*Data*:
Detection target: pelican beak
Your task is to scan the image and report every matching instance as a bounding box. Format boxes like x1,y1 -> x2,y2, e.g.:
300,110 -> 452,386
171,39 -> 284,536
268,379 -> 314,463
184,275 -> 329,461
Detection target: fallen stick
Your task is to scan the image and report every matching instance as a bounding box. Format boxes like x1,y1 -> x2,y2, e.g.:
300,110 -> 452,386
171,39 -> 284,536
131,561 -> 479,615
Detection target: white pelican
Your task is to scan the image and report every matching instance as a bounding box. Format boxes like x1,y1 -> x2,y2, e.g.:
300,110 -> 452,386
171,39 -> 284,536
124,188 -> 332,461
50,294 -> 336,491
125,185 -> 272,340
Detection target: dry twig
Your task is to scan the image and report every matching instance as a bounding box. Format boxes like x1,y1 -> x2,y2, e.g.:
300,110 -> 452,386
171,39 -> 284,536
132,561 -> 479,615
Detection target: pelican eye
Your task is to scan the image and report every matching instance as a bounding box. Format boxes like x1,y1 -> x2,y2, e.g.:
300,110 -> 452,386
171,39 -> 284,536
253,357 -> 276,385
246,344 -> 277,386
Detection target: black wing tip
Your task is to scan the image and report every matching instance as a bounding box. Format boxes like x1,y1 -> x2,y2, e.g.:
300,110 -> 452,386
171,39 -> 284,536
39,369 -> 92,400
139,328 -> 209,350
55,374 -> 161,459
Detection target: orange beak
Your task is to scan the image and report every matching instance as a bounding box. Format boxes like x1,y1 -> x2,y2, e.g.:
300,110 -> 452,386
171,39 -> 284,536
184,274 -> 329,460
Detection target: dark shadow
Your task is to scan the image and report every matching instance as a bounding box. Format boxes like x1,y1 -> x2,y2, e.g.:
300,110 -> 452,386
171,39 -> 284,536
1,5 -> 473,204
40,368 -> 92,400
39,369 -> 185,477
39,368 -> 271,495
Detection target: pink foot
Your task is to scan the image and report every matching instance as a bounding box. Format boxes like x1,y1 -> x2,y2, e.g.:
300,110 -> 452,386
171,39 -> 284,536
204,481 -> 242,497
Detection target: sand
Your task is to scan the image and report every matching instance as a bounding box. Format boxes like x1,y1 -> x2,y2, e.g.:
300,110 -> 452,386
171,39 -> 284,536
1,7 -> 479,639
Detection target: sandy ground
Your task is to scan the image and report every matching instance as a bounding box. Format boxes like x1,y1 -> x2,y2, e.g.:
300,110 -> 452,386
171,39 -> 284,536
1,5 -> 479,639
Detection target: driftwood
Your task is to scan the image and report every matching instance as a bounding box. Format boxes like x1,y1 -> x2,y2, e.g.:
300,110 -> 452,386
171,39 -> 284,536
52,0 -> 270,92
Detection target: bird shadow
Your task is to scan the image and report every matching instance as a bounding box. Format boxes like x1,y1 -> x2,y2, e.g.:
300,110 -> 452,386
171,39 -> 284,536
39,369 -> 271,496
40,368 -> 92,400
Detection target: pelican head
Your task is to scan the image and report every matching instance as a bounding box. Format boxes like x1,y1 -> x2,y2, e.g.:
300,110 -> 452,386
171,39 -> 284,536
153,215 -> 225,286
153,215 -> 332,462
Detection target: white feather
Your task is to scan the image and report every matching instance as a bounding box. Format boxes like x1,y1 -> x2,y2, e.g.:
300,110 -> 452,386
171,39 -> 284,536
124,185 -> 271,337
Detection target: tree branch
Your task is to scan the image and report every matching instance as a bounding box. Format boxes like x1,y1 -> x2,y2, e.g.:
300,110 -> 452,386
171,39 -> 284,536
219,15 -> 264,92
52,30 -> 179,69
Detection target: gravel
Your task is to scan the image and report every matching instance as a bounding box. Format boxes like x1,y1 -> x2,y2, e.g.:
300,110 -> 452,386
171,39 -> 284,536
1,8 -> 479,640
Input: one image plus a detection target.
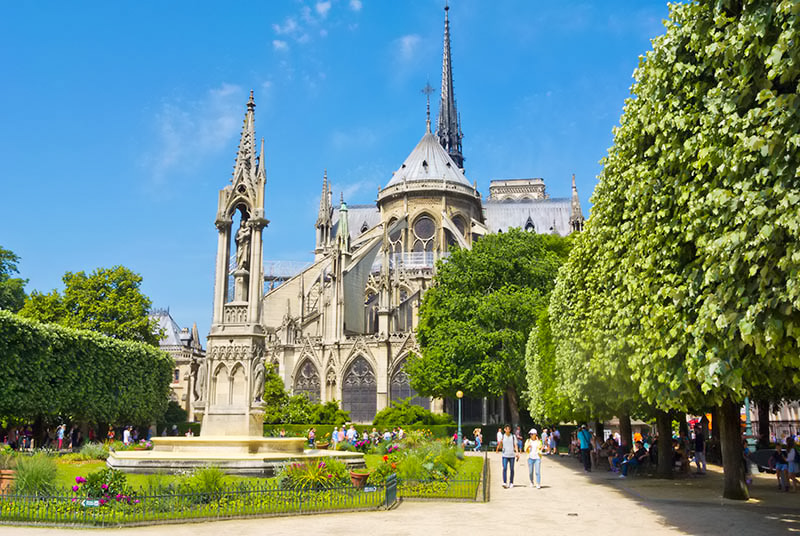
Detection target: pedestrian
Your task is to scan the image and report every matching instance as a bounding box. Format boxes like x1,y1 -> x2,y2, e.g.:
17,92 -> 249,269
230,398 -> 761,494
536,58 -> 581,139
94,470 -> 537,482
525,429 -> 543,488
786,437 -> 800,491
331,427 -> 339,447
578,424 -> 593,472
693,424 -> 707,474
541,428 -> 550,455
496,424 -> 520,488
496,427 -> 503,449
123,426 -> 131,446
473,428 -> 482,452
770,443 -> 789,491
308,427 -> 316,448
57,424 -> 65,451
106,425 -> 115,442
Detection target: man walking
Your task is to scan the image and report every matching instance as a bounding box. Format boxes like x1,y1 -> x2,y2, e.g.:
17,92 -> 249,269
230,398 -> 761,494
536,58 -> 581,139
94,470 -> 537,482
693,424 -> 707,474
578,424 -> 593,472
496,424 -> 520,488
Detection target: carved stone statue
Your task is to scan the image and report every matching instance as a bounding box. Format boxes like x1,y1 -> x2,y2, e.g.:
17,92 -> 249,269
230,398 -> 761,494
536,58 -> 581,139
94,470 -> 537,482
194,360 -> 207,402
235,222 -> 250,270
252,357 -> 265,402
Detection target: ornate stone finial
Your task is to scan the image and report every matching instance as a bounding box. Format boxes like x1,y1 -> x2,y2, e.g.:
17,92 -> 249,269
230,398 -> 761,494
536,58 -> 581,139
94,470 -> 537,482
421,82 -> 435,133
247,89 -> 255,110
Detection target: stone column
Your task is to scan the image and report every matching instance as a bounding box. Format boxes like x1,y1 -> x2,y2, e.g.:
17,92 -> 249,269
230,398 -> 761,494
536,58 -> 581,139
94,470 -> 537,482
212,220 -> 231,325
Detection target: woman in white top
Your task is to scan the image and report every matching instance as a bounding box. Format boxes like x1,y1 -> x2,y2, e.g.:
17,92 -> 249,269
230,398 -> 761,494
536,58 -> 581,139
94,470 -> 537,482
525,429 -> 543,488
541,429 -> 549,455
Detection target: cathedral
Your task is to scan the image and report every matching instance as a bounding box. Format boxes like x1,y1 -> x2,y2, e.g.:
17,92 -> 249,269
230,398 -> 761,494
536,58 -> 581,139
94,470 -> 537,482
191,6 -> 584,430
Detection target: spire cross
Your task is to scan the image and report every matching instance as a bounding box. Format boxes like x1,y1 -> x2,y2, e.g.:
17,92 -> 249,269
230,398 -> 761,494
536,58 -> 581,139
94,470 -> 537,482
421,82 -> 435,131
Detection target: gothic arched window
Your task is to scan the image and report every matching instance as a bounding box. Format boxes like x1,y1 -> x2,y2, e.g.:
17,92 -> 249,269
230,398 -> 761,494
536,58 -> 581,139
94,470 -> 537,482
293,360 -> 321,402
390,359 -> 429,409
365,291 -> 379,334
341,356 -> 377,422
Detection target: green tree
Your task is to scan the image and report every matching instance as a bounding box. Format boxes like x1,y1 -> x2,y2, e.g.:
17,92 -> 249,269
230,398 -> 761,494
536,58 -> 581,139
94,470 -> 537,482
0,247 -> 27,313
553,0 -> 800,499
20,266 -> 160,346
408,229 -> 570,425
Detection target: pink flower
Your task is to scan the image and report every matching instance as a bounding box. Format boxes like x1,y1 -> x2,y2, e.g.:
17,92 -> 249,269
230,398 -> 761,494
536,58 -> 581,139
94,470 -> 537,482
71,498 -> 78,503
115,494 -> 122,500
72,485 -> 79,492
99,499 -> 106,505
133,499 -> 140,504
101,484 -> 108,490
75,476 -> 86,484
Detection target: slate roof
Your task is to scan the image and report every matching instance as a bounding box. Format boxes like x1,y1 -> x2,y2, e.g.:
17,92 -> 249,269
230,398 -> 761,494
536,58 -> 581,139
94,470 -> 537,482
332,204 -> 381,241
149,310 -> 183,347
384,129 -> 471,188
483,198 -> 573,236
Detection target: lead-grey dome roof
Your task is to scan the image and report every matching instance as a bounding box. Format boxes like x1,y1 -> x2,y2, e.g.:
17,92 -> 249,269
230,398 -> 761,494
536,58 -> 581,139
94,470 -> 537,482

*Assignment*: Copy each line from the records above that includes the string "beak".

*Solution to this task*:
Detection target: pelican beak
Detection target: orange beak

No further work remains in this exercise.